## Source extract:
June 29th, 2007 bettie Posted in Lazy Slob, Writing No Comments »

Angela James had an interesting post over on Romancing the Blog yesterday about people who are unable to let go of their unpublished novels.

Because I’m a lazy slob, and because I think the realization I came to while reading that post are my new words to write by, I’m just going to repost the comment I left right here.

That old quote, “Kill your darlings,” is some of the best writing advice ever given. When we fall in love with our books, we lose sight of their flaws. I’ve noticed that the more I love a story I’m writing, the less likely I am to even like it a year later.

A couple years ago, I wrote a story that I adored. My critique group wasn’t so keen on it; nobody seemed to like it but me. I shelved it, ran across it a year later, and realized I had been so enthralled with my own ideas that I’d written an over-detailed, under-plotted, meandering mess.

I still like the world and the characters, though. One of these days, when I’ve sharpened my critical eye to a lethal edge, I’ll haul that story back onto my desktop and gut it like a sacrificial lamb.

I’m starting to think that you can either love writing, or you can love the things you write. If you love writing then you change, you grow, you hone your skills to better practice your craft. If you love what you write, you drag the same manuscript around for years wondering why nobody appreciates your baby the way you do.

So that’s my new motto, right after “Kill your darlings,” is “Love writing, not what you’ve written.”

## Dataset section:
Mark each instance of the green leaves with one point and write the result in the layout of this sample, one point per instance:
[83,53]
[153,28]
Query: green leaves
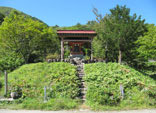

## Exercise tasks:
1/ Rewrite the paragraph of the blog post that begins "A couple years ago" in shorter form, keeping its main facts.
2/ Reproduce everything in the blog post from "A couple years" down to "way you do.".
Rely only on the blog post about letting go of unpublished novels, not on the material.

## Solutions to the tasks:
1/ A couple years ago I wrote a story I adored, but my critique group didn't like it. I shelved it, and on finding it a year later I saw that my fascination with my own ideas had produced an over-detailed, under-plotted, meandering mess.

2/
A couple years ago, I wrote a story that I adored. My critique group wasn’t so keen on it; nobody seemed to like it but me. I shelved it, ran across it a year later, and realized I had been so enthralled with my own ideas that I’d written an over-detailed, under-plotted, meandering mess.

I still like the world and the characters, though. One of these days, when I’ve sharpened my critical eye to a lethal edge, I’ll haul that story back onto my desktop and gut it like a sacrificial lamb.

I’m starting to think that you can either love writing, or you can love the things you write. If you love writing then you change, you grow, you hone your skills to better practice your craft. If you love what you write, you drag the same manuscript around for years wondering why nobody appreciates your baby the way you do.